Challenge
Format the material below as a numbered list, one line per item, leaving out blank lines and the pictures.

....................

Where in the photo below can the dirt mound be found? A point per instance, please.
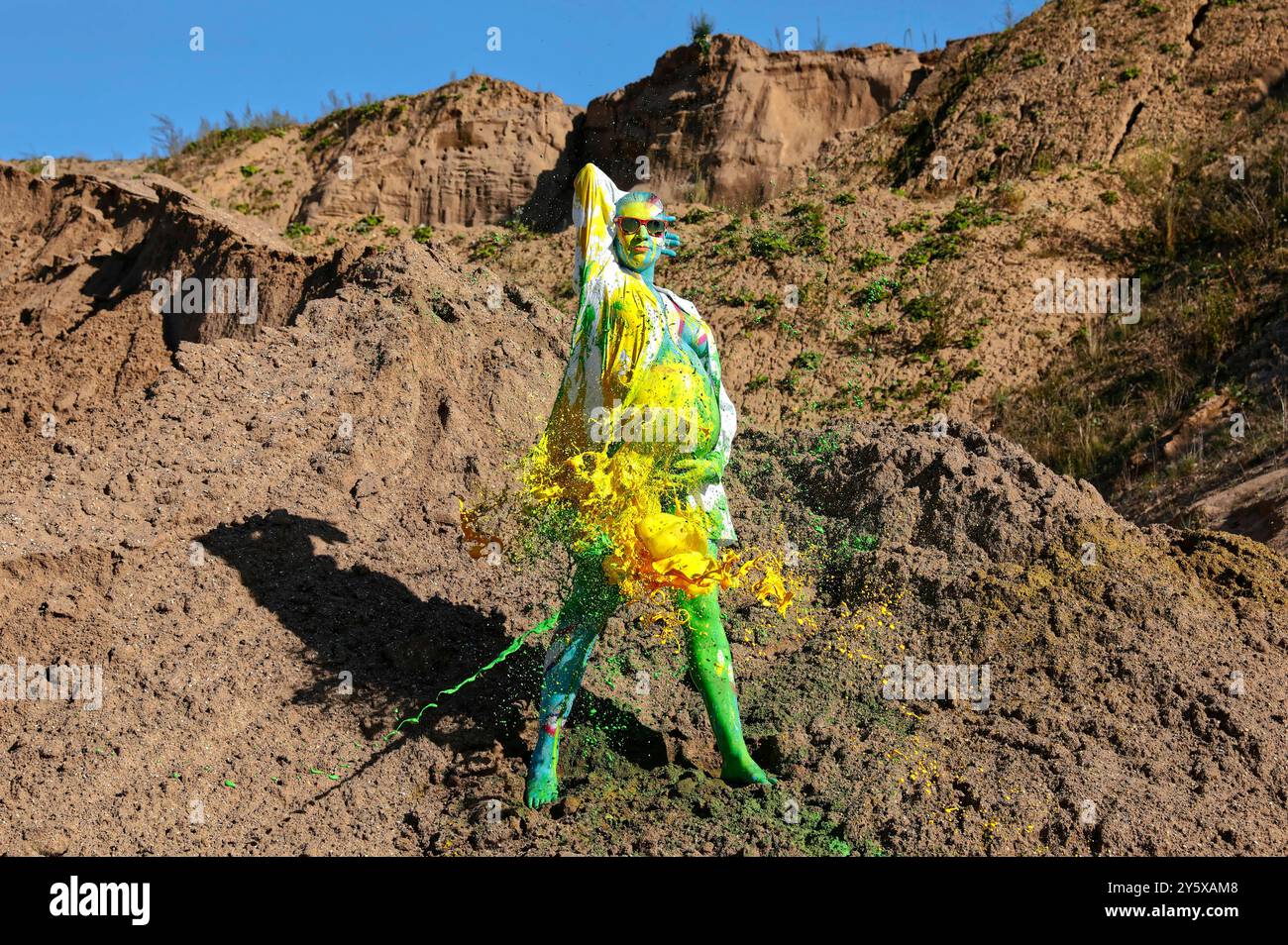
(481, 150)
(261, 551)
(1078, 82)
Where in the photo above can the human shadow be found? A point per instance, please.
(398, 649)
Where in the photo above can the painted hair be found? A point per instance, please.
(639, 197)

....................

Task result
1. Where in the photo below can the dirt mound be found? A point per instance, please.
2. (481, 150)
3. (261, 551)
4. (1078, 82)
5. Where in the photo above can the human shadow be found? A point per instance, please.
6. (398, 649)
7. Where in the photo above can the painted hair be found? A point per instance, please.
8. (639, 197)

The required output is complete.